▸ Text shown:
══════════

Fewer Americans Apply for Unemployment Benefits Last Week

WASHINGTON (AP) — Fewer Americans applied for jobless aid last week with the number of Americans collecting unemployment at historically low levels.
Applications for unemployment benefits fell by 11,000 to 200,000 for the week ending May 28, the Labor Department reported Thursday. First-time applications generally track the number of layoffs.
The four-week average for claims, which evens out some of the weekly volatility, dipped by 500 from the previous week to 206,500.
The total number of Americans collecting jobless benefits for the week ending May 21 fell from the previous week, to 1,309,000, the fewest since Dec. 27, 1969.
American workers are enjoying historically strong job security two years after the coronavirus pandemic plunged the economy into a short but devastating recession. Weekly applications for unemployment aid have been consistently below the pre-pandemic level of 225,000 for most of 2022, even as the overall economy contracted in the first quarter and concerns over inflation persist.
Last month, the government reported America’s employers added 428,000 jobs in April, leaving the unemployment rate at 3.6%, just above the lowest level in a half-century. Hiring gains have been strikingly consistent in the face of the worst inflation in four decades, with employers adding at least 400,000 jobs for 12 straight months.
The government’s May jobs report will be released Friday, with many expecting that 400,000 jobs added streak to be broken. Economists surveyed by FactSet project that the U.S. added 323,000 jobs in May, which would be the fewest in about a year-and-a-half.
On Wednesday, a separate government employment report said that the number of job openings across the economy ticked a bit lower in April but remains much higher, at 11.4 million, than the number of unemployed people.
The healthy level of open jobs shows that companies are still trying to add staff and grow, even as inflation hovers near a 40-year high and the Federal Reserve has embarked on what could be its fastest pace of interest rate hikes since the 1980s.
Last month, the government reported that U.S. producer prices soared 11% in April from a year earlier, a hefty gain that indicates high inflation will remain a burden for consumers and businesses in the months ahead.
Inflation at the consumer level eased slightly in April after months of relentless increases but remained near a four-decade high. Consumer prices jumped 8.3% last month from a year ago, just below the 8.5% year-over-year surge in March, which was the highest since 1981.
Earlier in May, the Federal Reserve intensified its fight against inflation by raising its benchmark short-term interest rate by a half-percentage point, signaling further large rate hikes to come.
There had been some speculation that the Fed may consider a rate hike pause at its September meeting, but such hopes diminished after a report Wednesday from the Institute for Supply Management showing that manufacturing growth accelerated last month, contrary to economists’ expectations for a slowdown.

══════════

Items listed in a dataset:
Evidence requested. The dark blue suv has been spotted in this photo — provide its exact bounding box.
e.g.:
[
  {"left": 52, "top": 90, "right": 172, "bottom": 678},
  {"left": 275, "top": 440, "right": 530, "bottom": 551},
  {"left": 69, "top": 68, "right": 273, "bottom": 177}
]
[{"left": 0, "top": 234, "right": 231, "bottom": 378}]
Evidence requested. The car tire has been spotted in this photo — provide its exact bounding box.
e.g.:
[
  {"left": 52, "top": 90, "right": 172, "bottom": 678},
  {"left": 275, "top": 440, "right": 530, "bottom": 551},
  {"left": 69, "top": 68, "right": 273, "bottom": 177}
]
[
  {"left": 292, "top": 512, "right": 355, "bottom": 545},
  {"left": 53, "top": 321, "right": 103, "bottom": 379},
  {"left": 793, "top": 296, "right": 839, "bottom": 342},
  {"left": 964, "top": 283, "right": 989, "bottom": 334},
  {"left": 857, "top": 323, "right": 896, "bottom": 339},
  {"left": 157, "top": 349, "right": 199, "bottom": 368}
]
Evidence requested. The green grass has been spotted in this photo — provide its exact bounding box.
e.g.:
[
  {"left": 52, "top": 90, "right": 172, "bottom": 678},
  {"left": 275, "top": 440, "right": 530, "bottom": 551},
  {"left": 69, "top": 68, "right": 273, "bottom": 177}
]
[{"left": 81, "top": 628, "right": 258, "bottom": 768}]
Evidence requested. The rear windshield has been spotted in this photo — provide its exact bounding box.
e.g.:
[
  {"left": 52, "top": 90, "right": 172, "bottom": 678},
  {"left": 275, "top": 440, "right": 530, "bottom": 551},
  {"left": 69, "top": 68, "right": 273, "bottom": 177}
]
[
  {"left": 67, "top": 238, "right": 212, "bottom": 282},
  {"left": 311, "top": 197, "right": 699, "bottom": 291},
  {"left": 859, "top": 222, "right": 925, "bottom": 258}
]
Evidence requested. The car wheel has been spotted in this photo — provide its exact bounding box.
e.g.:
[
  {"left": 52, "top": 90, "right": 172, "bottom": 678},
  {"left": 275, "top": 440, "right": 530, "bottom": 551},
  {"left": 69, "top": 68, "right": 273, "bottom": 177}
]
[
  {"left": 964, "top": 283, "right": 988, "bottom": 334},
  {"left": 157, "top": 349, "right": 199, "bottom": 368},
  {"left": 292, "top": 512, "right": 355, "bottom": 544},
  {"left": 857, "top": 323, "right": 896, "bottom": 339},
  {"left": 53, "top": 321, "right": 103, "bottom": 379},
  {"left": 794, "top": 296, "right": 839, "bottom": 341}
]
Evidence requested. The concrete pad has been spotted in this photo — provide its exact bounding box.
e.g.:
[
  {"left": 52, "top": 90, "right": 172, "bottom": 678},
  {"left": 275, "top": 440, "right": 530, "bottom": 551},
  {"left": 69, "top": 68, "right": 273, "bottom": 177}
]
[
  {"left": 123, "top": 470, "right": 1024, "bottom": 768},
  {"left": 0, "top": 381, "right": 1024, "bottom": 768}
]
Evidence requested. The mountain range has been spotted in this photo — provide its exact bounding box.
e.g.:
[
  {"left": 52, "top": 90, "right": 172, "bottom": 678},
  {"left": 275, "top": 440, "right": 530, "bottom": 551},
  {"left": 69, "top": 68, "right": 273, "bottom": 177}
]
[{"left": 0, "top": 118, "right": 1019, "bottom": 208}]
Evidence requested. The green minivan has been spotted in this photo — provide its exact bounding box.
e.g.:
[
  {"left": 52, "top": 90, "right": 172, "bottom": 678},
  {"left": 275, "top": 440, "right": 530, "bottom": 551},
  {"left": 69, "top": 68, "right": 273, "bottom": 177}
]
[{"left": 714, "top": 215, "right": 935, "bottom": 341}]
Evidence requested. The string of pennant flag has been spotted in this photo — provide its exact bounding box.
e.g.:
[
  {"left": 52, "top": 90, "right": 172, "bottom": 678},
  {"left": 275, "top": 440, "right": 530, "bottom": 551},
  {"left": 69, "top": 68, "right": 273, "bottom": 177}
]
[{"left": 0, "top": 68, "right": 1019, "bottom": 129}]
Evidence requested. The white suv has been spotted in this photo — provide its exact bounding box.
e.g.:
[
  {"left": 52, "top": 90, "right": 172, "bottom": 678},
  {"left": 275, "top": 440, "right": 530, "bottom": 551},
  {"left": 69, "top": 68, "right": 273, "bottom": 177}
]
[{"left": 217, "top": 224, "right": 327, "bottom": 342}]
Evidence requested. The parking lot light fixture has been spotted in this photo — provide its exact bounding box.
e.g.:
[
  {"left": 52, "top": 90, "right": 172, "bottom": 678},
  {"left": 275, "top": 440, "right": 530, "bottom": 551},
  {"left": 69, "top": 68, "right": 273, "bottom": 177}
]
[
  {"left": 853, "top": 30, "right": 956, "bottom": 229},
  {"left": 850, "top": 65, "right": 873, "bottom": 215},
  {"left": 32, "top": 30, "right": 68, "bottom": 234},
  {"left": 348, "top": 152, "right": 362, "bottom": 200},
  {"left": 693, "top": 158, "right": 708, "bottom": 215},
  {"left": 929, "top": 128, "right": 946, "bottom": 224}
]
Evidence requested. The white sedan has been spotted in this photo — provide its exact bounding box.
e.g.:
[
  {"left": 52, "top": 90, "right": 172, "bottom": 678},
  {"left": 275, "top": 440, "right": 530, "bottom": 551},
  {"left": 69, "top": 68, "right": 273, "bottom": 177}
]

══════════

▸ Work required:
Please copy the passage from the jobless claims article starting with "Earlier in May, the" and going on through "for a slowdown.".

▸ Exercise solution:
Earlier in May, the Federal Reserve intensified its fight against inflation by raising its benchmark short-term interest rate by a half-percentage point, signaling further large rate hikes to come.
There had been some speculation that the Fed may consider a rate hike pause at its September meeting, but such hopes diminished after a report Wednesday from the Institute for Supply Management showing that manufacturing growth accelerated last month, contrary to economists’ expectations for a slowdown.